WORK TO BE COMPLETED - Beginning at the line that holds "the stone wall.", copy the material below exactly through its last line.

EXCERPTED RECORDS -
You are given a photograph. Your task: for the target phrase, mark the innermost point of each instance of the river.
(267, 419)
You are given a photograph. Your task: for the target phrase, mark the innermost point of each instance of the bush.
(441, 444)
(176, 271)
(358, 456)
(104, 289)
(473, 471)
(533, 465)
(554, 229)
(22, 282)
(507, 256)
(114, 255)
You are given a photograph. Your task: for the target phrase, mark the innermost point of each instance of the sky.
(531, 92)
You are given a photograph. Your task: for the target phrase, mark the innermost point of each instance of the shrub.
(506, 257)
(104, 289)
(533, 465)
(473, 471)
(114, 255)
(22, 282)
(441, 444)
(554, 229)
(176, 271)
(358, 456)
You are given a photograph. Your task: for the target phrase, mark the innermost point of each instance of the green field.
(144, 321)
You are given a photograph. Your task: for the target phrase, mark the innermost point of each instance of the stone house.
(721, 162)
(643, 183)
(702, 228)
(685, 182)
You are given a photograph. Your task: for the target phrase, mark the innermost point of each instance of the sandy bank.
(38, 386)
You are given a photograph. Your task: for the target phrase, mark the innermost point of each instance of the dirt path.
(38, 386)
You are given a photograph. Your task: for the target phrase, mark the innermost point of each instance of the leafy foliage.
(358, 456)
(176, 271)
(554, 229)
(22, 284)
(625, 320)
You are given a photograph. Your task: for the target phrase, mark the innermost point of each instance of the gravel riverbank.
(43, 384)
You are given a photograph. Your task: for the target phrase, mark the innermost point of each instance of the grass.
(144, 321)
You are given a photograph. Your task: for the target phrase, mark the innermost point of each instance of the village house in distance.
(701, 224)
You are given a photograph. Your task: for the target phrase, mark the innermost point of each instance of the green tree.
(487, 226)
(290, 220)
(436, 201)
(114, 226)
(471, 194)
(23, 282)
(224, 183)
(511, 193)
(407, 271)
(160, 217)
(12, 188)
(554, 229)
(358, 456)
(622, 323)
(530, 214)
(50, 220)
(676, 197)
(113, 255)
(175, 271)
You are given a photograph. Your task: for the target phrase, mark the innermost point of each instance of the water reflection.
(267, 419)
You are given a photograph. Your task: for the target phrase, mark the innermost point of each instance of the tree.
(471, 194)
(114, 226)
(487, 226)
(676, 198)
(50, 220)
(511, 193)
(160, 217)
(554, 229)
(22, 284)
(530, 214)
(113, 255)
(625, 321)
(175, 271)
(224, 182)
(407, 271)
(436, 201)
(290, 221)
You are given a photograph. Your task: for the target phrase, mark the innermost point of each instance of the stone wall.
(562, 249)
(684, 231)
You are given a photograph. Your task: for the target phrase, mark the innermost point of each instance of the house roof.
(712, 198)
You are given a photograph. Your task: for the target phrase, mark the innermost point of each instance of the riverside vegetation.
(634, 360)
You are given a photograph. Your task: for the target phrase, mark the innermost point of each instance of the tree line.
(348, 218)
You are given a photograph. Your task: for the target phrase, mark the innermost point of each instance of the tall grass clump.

SOLVED PROBLEM -
You are given a photograph. Your task: for the target phrase, mark the innermost point of each instance of the stone wall.
(562, 249)
(684, 231)
You are given a photograph. Your task: for the target phrase, mark the innermost point of each instance of the house roof.
(712, 198)
You are given a photograph. Your task: for the target phrase, mark the innermost point of each instance of the riverside vegetation.
(634, 360)
You are given a photograph. Your task: for the target phrase, mark the innermost point of each instance of the tree line.
(348, 218)
You are given a photograph. Your task: for the target phrase, mark the innermost point of each instance of the tall grass clump.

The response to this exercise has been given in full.